EXERCISE DETAILS
Write out each line of the records that has "Target" in it.

Natural language region descriptions:
# # #

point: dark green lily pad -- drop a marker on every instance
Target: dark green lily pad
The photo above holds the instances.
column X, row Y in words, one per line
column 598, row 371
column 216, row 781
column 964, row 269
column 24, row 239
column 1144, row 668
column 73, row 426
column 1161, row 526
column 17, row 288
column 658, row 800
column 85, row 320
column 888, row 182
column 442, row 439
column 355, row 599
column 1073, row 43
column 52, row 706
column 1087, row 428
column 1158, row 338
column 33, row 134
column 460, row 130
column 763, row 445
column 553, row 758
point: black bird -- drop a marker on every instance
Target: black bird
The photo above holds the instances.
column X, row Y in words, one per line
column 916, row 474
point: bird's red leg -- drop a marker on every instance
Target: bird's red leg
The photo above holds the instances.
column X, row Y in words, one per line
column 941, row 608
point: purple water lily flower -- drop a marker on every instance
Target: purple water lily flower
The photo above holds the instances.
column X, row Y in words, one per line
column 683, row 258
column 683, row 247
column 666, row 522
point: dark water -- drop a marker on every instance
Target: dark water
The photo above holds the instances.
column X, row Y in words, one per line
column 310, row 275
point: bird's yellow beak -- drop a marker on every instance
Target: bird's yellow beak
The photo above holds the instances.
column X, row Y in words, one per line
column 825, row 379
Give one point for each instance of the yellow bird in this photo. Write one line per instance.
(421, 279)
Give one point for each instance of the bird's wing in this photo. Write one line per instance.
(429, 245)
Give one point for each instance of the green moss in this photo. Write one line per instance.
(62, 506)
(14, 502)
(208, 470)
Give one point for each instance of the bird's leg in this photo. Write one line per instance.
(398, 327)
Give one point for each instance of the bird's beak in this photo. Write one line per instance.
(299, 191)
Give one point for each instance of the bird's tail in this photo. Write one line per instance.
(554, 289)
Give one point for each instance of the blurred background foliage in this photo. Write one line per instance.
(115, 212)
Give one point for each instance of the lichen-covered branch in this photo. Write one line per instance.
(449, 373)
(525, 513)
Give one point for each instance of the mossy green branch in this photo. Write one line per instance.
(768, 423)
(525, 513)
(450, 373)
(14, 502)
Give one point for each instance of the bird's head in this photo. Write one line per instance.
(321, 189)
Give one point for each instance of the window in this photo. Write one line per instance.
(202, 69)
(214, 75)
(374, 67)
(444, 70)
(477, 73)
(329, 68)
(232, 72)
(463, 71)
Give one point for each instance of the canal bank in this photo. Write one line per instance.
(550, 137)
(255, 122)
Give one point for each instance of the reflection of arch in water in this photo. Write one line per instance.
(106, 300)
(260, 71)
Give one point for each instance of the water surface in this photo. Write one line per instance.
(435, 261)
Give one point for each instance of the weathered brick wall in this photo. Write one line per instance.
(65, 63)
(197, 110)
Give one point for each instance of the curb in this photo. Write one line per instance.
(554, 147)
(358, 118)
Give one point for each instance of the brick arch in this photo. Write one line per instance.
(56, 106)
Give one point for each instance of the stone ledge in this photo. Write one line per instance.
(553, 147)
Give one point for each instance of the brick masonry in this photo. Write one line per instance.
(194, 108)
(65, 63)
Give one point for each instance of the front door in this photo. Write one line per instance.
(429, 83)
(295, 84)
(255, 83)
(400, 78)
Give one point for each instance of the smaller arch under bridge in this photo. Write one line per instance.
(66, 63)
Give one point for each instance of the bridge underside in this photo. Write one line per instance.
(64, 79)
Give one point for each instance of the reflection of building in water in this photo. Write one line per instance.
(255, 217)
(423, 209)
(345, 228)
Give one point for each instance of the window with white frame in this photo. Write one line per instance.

# # #

THE COMPLETED TASK
Target: dark green lily pad
Target: black bird
Target: bird's red leg
Target: purple water lily flower
Target: dark water
Target: bird's yellow beak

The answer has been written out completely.